> [GIVEN REQUEST] How many lines in the listing below contain the string "cluster"? Treat case as significant, and reply with the number alone.

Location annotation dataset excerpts
::::::
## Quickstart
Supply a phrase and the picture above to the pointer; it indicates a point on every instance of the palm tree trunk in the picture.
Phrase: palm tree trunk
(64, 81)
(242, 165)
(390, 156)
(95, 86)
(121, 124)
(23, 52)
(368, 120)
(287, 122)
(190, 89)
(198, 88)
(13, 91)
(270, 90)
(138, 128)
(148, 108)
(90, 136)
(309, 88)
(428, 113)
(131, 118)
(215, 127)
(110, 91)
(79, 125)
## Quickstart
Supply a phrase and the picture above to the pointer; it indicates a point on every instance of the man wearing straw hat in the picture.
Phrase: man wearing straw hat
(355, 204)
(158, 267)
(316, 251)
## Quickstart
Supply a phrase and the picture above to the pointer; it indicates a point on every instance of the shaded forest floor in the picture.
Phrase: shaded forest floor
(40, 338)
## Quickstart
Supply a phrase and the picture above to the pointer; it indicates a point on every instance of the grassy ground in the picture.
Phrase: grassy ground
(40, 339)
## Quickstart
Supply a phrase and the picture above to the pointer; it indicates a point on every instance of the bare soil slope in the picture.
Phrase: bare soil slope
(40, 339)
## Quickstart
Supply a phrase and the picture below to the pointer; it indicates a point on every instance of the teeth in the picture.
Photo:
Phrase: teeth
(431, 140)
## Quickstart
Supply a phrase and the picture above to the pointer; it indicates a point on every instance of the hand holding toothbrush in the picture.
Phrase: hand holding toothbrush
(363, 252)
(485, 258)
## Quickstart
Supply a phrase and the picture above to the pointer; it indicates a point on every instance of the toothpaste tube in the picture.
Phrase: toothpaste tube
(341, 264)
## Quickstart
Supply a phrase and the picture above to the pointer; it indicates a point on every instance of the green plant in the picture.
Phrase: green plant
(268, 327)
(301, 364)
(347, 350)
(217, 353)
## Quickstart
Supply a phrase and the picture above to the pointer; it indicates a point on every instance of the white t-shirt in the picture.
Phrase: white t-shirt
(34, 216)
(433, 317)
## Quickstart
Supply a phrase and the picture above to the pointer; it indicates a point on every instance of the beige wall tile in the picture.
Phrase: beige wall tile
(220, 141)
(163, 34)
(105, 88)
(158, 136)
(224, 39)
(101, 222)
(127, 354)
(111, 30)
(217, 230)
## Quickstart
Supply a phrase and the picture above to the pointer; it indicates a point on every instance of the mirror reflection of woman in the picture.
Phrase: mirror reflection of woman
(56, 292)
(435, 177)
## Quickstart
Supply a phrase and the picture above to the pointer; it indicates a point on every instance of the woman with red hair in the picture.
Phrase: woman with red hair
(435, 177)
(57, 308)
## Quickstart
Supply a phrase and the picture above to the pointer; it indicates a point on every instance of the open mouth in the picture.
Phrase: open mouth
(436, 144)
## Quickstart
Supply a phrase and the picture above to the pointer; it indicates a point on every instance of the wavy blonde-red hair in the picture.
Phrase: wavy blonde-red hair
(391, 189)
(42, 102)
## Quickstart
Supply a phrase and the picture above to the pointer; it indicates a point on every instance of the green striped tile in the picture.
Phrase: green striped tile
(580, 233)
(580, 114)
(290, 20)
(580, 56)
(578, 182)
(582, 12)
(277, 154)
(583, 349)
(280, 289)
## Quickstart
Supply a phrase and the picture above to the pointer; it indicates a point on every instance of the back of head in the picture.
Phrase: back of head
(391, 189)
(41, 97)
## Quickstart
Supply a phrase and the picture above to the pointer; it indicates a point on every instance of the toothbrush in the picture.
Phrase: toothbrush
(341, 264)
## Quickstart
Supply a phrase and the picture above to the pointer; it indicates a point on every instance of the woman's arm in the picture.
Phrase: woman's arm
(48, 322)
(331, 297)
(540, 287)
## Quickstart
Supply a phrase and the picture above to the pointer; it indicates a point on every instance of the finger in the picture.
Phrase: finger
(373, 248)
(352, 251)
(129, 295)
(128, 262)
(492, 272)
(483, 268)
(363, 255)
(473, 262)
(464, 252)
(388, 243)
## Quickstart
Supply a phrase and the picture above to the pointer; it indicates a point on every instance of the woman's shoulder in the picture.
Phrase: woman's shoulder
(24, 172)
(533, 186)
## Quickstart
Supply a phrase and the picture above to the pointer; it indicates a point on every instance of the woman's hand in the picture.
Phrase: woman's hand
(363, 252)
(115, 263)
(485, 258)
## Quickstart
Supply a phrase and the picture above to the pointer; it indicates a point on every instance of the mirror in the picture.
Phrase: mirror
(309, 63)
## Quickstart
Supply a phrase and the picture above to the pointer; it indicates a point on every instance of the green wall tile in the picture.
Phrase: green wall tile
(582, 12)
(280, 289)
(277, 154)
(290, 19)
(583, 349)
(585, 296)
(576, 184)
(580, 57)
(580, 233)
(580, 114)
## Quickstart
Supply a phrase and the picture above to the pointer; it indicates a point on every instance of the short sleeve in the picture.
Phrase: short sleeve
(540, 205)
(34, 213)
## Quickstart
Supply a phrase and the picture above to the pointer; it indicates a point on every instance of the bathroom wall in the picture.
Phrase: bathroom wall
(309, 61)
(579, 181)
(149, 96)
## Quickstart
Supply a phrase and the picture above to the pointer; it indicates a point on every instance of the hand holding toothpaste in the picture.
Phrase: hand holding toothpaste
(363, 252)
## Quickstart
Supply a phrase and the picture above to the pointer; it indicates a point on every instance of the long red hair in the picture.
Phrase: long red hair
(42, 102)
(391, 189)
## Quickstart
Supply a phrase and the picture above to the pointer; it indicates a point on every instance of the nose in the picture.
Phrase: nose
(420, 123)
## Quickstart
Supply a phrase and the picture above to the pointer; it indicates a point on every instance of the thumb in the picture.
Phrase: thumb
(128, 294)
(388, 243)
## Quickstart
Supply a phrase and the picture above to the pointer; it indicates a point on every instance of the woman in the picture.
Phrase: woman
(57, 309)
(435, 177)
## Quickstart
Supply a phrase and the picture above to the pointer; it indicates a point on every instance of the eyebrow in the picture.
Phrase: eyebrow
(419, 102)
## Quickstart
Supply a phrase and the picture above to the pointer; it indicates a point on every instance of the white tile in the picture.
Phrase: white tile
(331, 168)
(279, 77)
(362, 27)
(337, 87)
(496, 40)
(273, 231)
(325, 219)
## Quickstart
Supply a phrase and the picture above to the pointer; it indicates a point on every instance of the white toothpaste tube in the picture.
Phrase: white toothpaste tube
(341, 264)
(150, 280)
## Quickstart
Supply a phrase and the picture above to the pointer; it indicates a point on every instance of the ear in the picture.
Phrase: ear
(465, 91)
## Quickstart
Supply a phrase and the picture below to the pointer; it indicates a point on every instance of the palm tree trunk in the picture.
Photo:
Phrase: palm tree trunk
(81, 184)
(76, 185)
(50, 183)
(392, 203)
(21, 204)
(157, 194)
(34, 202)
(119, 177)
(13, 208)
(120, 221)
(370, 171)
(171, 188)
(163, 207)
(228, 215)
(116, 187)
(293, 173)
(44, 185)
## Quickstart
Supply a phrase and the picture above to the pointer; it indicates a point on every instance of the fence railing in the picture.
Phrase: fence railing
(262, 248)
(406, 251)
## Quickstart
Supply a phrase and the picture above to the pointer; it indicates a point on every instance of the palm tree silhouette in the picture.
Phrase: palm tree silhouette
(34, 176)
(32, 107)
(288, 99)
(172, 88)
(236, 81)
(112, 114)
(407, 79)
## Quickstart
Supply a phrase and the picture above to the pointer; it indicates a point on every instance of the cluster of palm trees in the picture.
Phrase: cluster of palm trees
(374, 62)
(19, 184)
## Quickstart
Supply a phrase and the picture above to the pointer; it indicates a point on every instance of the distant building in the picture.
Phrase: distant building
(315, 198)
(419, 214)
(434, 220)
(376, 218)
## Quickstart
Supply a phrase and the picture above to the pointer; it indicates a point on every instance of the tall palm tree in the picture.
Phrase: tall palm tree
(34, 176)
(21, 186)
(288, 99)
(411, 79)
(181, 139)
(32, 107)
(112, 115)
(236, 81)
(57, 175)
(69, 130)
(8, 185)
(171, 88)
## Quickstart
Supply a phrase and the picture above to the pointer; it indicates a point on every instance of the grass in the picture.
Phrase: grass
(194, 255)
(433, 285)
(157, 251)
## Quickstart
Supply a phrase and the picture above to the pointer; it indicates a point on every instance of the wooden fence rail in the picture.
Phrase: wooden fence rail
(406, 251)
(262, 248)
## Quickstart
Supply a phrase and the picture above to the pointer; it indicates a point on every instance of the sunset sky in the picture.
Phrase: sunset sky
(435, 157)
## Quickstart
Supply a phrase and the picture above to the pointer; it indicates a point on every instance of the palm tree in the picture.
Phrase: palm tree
::::::
> [FULL RESPONSE] 2